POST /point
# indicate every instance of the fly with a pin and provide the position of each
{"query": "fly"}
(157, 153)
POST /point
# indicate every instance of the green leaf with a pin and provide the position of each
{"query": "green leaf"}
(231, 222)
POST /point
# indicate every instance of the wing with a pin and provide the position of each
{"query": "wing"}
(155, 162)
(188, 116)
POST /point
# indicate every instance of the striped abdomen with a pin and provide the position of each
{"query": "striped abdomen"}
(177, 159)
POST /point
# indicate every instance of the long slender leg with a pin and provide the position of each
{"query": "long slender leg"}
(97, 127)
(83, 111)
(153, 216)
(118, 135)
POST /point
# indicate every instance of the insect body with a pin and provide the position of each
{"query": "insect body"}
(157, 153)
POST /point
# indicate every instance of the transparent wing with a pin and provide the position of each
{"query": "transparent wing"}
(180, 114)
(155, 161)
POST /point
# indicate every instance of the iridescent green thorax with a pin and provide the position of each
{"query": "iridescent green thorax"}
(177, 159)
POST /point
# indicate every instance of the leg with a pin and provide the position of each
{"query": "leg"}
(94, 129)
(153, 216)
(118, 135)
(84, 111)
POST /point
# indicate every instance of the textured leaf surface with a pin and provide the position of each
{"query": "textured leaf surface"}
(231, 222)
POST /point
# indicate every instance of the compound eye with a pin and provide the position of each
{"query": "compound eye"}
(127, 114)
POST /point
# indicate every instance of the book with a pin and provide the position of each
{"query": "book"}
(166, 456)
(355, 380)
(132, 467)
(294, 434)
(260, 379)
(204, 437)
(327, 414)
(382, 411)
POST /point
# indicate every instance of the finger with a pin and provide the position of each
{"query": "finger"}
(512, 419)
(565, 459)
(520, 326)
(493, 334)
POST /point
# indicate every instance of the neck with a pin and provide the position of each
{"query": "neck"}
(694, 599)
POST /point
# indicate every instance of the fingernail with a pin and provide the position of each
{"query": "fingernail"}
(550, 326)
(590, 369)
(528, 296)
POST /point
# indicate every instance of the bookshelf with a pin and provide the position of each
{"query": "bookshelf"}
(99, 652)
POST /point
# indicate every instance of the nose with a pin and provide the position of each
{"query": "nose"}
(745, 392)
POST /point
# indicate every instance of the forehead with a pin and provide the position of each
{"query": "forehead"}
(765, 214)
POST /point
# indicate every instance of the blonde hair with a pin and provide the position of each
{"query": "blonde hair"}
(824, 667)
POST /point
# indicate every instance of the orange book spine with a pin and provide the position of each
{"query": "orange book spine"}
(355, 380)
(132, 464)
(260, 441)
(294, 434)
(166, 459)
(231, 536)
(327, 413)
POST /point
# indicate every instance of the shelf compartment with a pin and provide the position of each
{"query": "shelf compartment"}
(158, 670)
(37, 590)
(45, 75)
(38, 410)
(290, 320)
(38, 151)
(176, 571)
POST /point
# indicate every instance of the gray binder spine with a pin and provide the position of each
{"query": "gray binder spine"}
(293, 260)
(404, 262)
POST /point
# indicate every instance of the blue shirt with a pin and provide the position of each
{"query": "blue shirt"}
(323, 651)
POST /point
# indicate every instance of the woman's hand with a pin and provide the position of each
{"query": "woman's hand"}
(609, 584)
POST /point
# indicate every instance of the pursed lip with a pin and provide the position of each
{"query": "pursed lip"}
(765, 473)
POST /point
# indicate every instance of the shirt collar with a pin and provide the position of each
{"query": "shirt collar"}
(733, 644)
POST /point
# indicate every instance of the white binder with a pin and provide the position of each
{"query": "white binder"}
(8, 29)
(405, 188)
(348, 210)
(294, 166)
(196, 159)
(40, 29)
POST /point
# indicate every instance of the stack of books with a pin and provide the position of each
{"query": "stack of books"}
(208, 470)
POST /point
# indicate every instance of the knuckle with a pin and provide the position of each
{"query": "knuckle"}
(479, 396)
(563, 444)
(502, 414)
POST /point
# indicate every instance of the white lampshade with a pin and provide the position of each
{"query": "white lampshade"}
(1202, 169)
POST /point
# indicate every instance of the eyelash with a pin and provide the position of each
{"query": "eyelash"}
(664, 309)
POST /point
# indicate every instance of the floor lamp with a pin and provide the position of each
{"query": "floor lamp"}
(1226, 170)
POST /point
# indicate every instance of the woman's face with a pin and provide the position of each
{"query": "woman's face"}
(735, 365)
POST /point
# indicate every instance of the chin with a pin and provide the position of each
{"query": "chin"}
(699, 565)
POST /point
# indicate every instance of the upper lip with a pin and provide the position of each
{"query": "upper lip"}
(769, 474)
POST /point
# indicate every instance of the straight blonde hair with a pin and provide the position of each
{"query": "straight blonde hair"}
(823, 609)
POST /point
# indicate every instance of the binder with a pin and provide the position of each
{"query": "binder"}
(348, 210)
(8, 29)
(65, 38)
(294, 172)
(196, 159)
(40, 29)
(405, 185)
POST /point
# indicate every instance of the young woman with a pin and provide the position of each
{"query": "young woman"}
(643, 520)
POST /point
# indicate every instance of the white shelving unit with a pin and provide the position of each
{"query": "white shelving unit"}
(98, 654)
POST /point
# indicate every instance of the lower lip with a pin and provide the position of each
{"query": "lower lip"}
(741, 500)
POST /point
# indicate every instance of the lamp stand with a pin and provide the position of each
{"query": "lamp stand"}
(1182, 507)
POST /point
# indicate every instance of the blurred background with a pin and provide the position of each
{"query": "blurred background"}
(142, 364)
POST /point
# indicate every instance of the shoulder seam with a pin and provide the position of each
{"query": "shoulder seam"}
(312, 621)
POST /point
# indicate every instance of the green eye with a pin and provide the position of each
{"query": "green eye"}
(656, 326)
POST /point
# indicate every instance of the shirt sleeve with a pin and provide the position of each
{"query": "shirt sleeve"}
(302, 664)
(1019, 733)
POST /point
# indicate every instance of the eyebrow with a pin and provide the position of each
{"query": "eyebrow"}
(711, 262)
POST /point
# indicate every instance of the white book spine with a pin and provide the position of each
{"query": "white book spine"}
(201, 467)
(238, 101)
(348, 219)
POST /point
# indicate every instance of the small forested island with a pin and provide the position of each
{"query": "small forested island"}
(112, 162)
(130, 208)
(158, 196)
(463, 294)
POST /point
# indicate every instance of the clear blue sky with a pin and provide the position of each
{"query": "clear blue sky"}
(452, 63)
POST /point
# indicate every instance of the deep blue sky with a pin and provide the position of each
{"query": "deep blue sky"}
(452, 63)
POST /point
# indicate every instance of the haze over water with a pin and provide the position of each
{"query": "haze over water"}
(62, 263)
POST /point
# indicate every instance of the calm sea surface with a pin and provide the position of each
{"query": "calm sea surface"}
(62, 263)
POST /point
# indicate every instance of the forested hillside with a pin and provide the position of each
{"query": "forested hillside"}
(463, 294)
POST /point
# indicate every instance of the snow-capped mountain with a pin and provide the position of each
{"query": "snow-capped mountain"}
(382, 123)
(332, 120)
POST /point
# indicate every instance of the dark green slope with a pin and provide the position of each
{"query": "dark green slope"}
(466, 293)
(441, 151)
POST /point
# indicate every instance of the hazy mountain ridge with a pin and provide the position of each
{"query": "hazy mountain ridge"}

▶ _Problem requirements_
Produce an exact copy of all the records.

▶ _Response for this exercise_
POST /point
# indicate every instance of the fly with a pin and provide the position of each
{"query": "fly"}
(157, 153)
POST /point
# indicate every instance of the green leaf with a pin and provide the position of each
{"query": "green leaf"}
(231, 222)
POST /point
# indicate every instance of the wing with a pin and provide the position of each
{"query": "wing"}
(155, 162)
(188, 116)
POST /point
# indicate every instance of the striped abdomen with a pin and provide the position of each
{"query": "striped abdomen"}
(177, 159)
POST /point
# indicate every instance of the long slender leg with a pin and provide the position of each
{"query": "long slender leg"}
(97, 127)
(83, 111)
(153, 216)
(118, 135)
POST /point
# indicate every instance of the insect body with a pin and provide the position of each
{"query": "insect body"}
(157, 153)
POST /point
# indicate every instance of the transparent wing with a pin and provide the position of each
{"query": "transparent wing"}
(180, 114)
(155, 161)
POST /point
# indicate every instance of the iridescent green thorax with a pin and provide the position of each
{"query": "iridescent green thorax"}
(177, 159)
POST /point
# indicate every instance of the leg with a pin and provide the position of each
{"query": "leg"}
(94, 129)
(153, 216)
(118, 135)
(84, 111)
POST /point
# indicate every instance of the textured leaf surface with a pin and provide the position of each
{"query": "textured leaf surface"}
(231, 222)
POST /point
# indicate every instance of the compound eye with a pin and provide the position of each
{"query": "compound eye"}
(127, 114)
POST /point
# indicate every instance of the book with a pin and provide the position of each
{"query": "book"}
(166, 456)
(355, 380)
(132, 467)
(294, 434)
(260, 379)
(204, 437)
(327, 414)
(382, 411)
POST /point
# indicate every instance of the finger with a pin and provide the position of each
{"query": "finger"}
(512, 419)
(565, 459)
(520, 326)
(493, 334)
POST /point
# indicate every instance of the neck with a pin and provide the position of each
{"query": "neck"}
(694, 599)
POST /point
# indicate every instance of the fingernail with a pin and provide the position of each
{"query": "fingernail"}
(550, 326)
(590, 369)
(528, 296)
POST /point
# indicate every instance of the bookshelf with a pin and provide the position of each
{"query": "bookshelf"}
(99, 652)
POST /point
# indicate every instance of the nose with a pin and provide the position of each
{"query": "nose"}
(745, 392)
POST /point
# indicate every instance of the forehead with a pin and provide the position of each
{"query": "forehead"}
(765, 214)
POST /point
# indicate every instance of the blonde hair with a pin and provide the position of each
{"query": "blonde hair"}
(824, 667)
POST /point
# indicate every instance of the orange book spine with a pin and provide the position of each
{"query": "orange book spine"}
(355, 380)
(132, 464)
(260, 441)
(294, 434)
(166, 459)
(231, 536)
(327, 413)
POST /point
# indicate every instance of the shelf compartment with a pin and provide the position of each
{"query": "shelf compartment"}
(158, 670)
(37, 590)
(45, 75)
(38, 410)
(290, 320)
(38, 151)
(176, 571)
POST /point
# indicate every instance of the gray binder spine with a pin and provide the position of each
{"query": "gray binder spine"}
(293, 260)
(404, 262)
POST /point
# indicate every instance of the blue shirt with a pin and provide the position of each
{"query": "blue shirt"}
(323, 651)
POST /point
# indicate every instance of the woman's hand with a pin and provide the position of each
{"query": "woman's hand"}
(609, 584)
POST /point
# indicate every instance of the pursed lip with a pin and provide the position of each
{"query": "pursed lip"}
(765, 473)
POST /point
# indicate every instance of the shirt collar with a pin and provide the position of each
{"query": "shirt collar"}
(733, 644)
POST /point
# indicate every instance of the white binder with a pin and provide the position of each
{"query": "white binder"}
(8, 29)
(405, 188)
(348, 210)
(294, 166)
(196, 159)
(40, 29)
POST /point
# indicate every instance of the stack of books with a pin and provide the position of each
{"query": "stack of books"}
(208, 470)
POST /point
# indicate every instance of the knuckle with a pin and provide the position of each
{"query": "knuckle"}
(479, 396)
(563, 444)
(502, 414)
POST /point
# indicate every instance of the white lampshade with a pin and provide the position of each
{"query": "white lampshade"}
(1202, 169)
POST /point
# indicate every instance of the eyelash with a pin and provide the position of each
{"query": "eyelash"}
(664, 309)
POST /point
# indicate every instance of the floor lamp with a pin and provide the position of each
{"query": "floor lamp"}
(1226, 170)
POST /point
# indicate every instance of the woman's face with a pin and provide the position of each
{"query": "woman's face"}
(735, 365)
POST /point
# indicate every instance of the chin with a pin and provide the position of each
{"query": "chin"}
(699, 565)
POST /point
# indicate every instance of the upper lip with a pin and provide the position of each
{"query": "upper lip"}
(769, 474)
POST /point
# indicate every instance of the straight blonde hair with a pin and provide the position of each
{"query": "straight blonde hair"}
(823, 609)
POST /point
# indicate every instance of the binder with a pin and provide the position of each
{"query": "binder"}
(348, 210)
(8, 29)
(65, 38)
(294, 172)
(196, 159)
(40, 29)
(405, 185)
POST /point
# indicate every instance of the young woman with a pin and provide the position of each
{"query": "young woman"}
(643, 520)
POST /point
# indicate every instance of the white shelving unit with a pin and provide the position of each
{"query": "white shelving unit"}
(98, 654)
POST /point
# indicate every instance of the lower lip with a pin and provide the position of each
{"query": "lower lip"}
(741, 500)
POST /point
# indicate every instance of the lamp stand with a pin and provide the position of each
{"query": "lamp stand"}
(1182, 507)
POST /point
# indicate every instance of the blurred background with a pin and provide the position of each
{"query": "blurred background"}
(142, 364)
POST /point
# indicate every instance of the shoulder seam with a pin and provide the position of each
{"query": "shoulder seam"}
(312, 621)
POST /point
# indicate every instance of the green eye with a pin and provide the position of each
{"query": "green eye"}
(656, 326)
POST /point
# indicate every instance of the shirt sleeve with a pin and provide the position of each
{"query": "shirt sleeve"}
(302, 664)
(1019, 733)
POST /point
# indicate every instance of the eyebrow with a pin and provide the position of each
{"query": "eyebrow"}
(711, 262)
POST /point
# indicate every instance of the white book spine with a pin and provide the position of each
{"query": "white book spine"}
(201, 467)
(238, 101)
(348, 219)
POST /point
# indicate every instance of the small forested island with a pin and provide the position of each
{"query": "small forested island"}
(112, 162)
(130, 208)
(158, 196)
(463, 294)
POST /point
# indicate every instance of the clear blue sky with a pin and provide the position of each
{"query": "clear blue sky"}
(452, 63)
POST /point
# indicate every instance of the deep blue sky with a pin and provide the position of each
{"query": "deep blue sky"}
(452, 63)
POST /point
# indicate every instance of the haze over water with a pin and provide the position of each
{"query": "haze over water"}
(62, 263)
POST /point
# indicate every instance of the calm sea surface with a pin and provide the position of each
{"query": "calm sea surface"}
(62, 263)
POST /point
# indicate every instance of the forested hillside with a pin and provide the position of each
{"query": "forested hillside"}
(463, 294)
POST /point
# indicate every instance of the snow-capped mountain with a pin and provide the position of each
{"query": "snow-capped mountain"}
(382, 123)
(332, 120)
POST /point
# indicate every instance of the dark green slope with a pin and provide the position of each
{"query": "dark green slope"}
(466, 293)
(441, 151)
POST /point
# indicate every instance of the hazy mountain ridge with a pin and provide the position of each
{"query": "hazy mountain ridge"}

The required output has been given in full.